Requirement:
Search the records for the word "icing". Copy every line where it appears.
[Start of section]
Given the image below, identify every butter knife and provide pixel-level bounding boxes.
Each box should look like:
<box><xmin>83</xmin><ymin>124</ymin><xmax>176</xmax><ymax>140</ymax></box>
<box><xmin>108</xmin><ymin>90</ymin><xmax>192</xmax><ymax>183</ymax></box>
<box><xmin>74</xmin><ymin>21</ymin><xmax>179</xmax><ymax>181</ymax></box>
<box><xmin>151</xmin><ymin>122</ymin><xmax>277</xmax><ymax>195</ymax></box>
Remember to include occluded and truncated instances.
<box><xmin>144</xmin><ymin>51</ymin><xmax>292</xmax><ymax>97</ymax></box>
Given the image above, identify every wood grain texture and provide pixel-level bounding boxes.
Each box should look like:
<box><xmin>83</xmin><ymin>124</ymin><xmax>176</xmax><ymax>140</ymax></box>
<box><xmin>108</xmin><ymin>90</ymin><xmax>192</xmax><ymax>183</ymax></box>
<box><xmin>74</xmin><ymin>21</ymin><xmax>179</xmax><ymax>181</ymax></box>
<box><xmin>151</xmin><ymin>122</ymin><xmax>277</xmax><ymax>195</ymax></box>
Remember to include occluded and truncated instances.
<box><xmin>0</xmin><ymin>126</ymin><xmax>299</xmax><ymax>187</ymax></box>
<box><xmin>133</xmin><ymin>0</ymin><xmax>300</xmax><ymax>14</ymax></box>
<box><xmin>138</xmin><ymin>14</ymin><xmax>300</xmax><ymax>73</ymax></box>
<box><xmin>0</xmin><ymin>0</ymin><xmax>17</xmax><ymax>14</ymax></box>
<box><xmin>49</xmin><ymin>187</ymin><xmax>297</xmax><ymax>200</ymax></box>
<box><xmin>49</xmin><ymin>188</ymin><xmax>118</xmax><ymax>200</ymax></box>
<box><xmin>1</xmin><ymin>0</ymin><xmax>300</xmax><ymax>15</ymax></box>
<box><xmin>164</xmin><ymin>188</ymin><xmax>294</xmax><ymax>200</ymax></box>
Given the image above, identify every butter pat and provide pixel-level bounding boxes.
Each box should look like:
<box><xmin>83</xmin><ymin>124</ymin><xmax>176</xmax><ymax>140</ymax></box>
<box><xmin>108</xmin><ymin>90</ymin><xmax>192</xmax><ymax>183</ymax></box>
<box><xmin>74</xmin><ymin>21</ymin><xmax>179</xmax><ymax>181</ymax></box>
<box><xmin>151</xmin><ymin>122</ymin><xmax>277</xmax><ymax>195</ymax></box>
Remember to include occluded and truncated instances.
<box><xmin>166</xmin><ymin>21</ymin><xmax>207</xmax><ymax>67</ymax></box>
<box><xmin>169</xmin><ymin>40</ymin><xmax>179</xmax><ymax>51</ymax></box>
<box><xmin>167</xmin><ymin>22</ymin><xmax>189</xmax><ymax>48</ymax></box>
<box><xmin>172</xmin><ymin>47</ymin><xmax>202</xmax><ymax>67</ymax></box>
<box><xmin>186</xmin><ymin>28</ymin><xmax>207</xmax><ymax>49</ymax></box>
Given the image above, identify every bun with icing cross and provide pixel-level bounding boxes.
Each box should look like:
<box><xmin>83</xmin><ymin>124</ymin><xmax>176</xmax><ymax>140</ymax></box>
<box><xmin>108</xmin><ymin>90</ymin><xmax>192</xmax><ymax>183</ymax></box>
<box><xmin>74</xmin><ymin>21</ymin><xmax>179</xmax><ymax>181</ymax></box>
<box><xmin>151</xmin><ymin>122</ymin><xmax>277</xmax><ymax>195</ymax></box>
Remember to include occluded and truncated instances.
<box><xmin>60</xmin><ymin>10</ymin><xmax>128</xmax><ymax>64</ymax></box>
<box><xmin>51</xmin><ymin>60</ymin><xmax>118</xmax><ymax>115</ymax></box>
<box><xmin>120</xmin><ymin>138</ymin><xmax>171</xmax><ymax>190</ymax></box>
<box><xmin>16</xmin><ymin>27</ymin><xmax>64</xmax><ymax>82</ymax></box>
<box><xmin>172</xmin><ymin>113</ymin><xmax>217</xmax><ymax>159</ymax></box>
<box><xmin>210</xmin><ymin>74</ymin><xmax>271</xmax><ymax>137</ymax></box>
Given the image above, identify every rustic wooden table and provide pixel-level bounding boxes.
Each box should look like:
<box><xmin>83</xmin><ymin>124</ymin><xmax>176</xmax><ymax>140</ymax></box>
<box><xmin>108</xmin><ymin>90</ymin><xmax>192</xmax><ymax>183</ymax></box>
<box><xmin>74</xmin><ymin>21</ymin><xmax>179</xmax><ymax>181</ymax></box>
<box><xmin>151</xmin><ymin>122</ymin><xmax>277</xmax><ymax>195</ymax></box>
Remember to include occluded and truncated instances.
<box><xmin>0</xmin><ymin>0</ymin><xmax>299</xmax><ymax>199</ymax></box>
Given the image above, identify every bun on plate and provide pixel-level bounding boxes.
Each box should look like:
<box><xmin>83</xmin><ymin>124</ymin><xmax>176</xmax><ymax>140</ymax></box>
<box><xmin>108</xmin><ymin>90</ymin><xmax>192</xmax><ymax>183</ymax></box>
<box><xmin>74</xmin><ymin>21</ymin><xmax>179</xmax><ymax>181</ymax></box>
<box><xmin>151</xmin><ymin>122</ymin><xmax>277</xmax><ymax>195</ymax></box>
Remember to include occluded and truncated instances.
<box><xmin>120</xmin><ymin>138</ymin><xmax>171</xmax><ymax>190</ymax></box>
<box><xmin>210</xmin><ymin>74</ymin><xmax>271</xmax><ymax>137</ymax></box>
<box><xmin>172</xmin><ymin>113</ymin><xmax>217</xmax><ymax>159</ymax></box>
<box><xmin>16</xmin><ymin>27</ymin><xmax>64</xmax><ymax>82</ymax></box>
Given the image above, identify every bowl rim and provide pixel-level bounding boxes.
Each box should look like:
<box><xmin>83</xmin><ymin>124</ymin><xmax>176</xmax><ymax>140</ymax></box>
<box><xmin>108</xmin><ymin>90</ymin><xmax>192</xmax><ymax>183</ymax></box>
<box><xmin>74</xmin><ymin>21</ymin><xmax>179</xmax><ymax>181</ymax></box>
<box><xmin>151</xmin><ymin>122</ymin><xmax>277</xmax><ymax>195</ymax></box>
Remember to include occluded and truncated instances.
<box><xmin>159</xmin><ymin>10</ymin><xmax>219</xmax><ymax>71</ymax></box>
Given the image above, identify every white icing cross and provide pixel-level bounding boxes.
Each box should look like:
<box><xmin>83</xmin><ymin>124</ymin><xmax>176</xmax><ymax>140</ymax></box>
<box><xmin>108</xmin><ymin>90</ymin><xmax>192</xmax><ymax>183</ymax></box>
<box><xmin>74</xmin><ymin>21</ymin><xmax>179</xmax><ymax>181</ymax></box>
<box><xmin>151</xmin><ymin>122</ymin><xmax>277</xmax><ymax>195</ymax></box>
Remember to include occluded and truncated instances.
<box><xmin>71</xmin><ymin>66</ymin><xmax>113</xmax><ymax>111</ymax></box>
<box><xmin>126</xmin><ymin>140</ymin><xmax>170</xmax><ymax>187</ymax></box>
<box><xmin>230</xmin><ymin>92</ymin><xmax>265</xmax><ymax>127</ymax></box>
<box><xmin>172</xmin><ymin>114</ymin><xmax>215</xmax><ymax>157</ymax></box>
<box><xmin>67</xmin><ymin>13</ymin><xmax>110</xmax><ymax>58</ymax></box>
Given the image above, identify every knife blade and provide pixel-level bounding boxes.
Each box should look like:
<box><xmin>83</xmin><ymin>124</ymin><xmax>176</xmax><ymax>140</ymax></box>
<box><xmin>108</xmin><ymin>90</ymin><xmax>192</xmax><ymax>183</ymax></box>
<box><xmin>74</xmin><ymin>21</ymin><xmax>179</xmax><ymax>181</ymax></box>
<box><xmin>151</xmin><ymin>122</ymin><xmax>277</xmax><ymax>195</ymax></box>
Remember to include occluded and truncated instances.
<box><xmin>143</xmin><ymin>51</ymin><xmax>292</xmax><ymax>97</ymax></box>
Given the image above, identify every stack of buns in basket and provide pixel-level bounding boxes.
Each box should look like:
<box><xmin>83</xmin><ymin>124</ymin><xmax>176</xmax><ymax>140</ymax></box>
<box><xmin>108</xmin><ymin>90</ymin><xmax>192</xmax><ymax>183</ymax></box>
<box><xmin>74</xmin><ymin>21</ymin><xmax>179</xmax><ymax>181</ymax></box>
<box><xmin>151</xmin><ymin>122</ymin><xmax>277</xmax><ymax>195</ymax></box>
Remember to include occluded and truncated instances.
[End of section]
Task result:
Given the image above, identify every bun with icing cross and provide pixel-level bounding boxes.
Given the image above, identify every white icing cross and provide pixel-level bounding boxes.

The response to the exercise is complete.